---------- Source text

Some interesting substances designated GRAS include:

  • Hydrogen peroxide is used to treat a variety of foods, including milk, for use during the cheesemaking process, whey, dried eggs, tripe, herring, and wine.
  • Helium is used in food packaging to prevent spoilage and is allowed at levels not to exceed current good manufacturing processes.
  • Licorice is allowed in baked foods, candies, alcoholic beverages, non-alcoholic beverages, chewing gums, and herbs and seasonings at concentrations ranging from 0.05% in baked foods to 16% in hard candies;      
  • Caffeine is GRAS when used in cola-type beverages in accordance with good manufacturing processes.  

Evolution of GRAS

Over time, there has been a desire to make the GRAS rule more rigorous and transparent. 

Although food regulation began in 1906 with the Pure Food and Drug Act, the GRAS list started in 1958 with the Food Additives Amendment. In 1958, FDA considered 180 substances to be GRAS, with no transparency as to how that was determined. The food industry considered many substances to be GRAS that were not on the 1958 list and wrote the FDA asking them for an opinion as to the GRAS status of their substance. The FDA opinion was available to the requestor - again, no transparency here.

--------------------

*Written request*
Extend the passage on GRAS substances, starting after its final sentence.

---------- Supplied data

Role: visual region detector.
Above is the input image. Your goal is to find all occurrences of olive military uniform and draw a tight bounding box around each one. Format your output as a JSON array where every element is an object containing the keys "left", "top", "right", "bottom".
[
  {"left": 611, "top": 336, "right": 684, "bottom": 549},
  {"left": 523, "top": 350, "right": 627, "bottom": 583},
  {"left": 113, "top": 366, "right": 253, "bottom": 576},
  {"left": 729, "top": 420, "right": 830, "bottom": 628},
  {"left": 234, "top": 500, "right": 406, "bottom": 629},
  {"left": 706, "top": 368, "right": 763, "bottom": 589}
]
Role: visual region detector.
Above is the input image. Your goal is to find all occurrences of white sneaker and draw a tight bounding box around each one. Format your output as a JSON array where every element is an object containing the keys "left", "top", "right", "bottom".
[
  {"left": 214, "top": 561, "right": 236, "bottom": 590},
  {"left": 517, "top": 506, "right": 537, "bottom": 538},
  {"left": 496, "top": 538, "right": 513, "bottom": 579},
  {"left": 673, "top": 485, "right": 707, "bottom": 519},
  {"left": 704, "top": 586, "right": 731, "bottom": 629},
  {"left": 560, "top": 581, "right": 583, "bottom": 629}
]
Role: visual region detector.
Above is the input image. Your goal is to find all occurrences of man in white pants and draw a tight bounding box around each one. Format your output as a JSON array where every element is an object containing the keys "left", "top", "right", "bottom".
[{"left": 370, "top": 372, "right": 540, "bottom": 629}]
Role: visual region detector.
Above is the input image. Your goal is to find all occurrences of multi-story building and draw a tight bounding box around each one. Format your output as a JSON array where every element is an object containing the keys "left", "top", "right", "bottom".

--------------------

*Result of this exercise*
In 1969, the “cyclamates” were removed from the GRAS list because they were reported to be carcinogenic. There was a great public outcry over cyclamates and food safety, in general. To satisfy the public concern over exposure to unsafe ingredients, President Nixon ordered a thorough review of the GRAS rule, resulting in the 1972 formation of the Select Committee on GRAS Substances (SCOGS), scientific consultants hired to review and evaluate each of the GRAS substances. By 1982, SCOGS had submitted opinions on the health aspects of over 400 substances. [2]

The FDA reviewed the SCOGS opinions, and industry could submit a “GRAS Affirmation Petition” for substances they wanted to be designated GRAS. With FDA concurrence, they would be added to the GRAS list. In 1997, FDA changed the procedure putting the burden of proof of safety on food manufacturers. By the end of 2006, 193 of these “GRAS Notices” were filed, with the FDA responding, on average, within 162 days.  

In 2016, the FDA issued regulations clarifying the GRAS Notification process, including the procedure. The rule specified that for a substance to be considered GRAS, there must be:

  • Common knowledge throughout the scientific community that the substance is not harmful under conditions of its intended use, based either on scientific procedure or common use of a substance before 1958, and
  • Scientific procedures must report accepted scientific data, which ordinarily are published, which may be corroborated with unpublished scientific data.    

Current Tensions with GRAS

The GRAS rule, very limited initially, has evolved to become more rigorous but still provides the food industry with a high degree of freedom, creating friction with consumer and citizen advocacy groups.

The major criticism, as outlined in Consumer Reports, is that the GRAS rule risks consumers by allowing food manufacturers to bypass crucial safety checks. They believe that the food industry is designating more and more food additives as GRAS without carrying out sufficient scientific tests and without giving notice to the FDA.

Additionally, there are concerns that the GRAS designation of substances, such as high fructose corn syrup and corn sugar, does not inform consumers as to the nutritional value of these substances. Consumers may mistakenly believe that the GRAS designation is a “seal of approval” regarding its nutritional value from the FDA.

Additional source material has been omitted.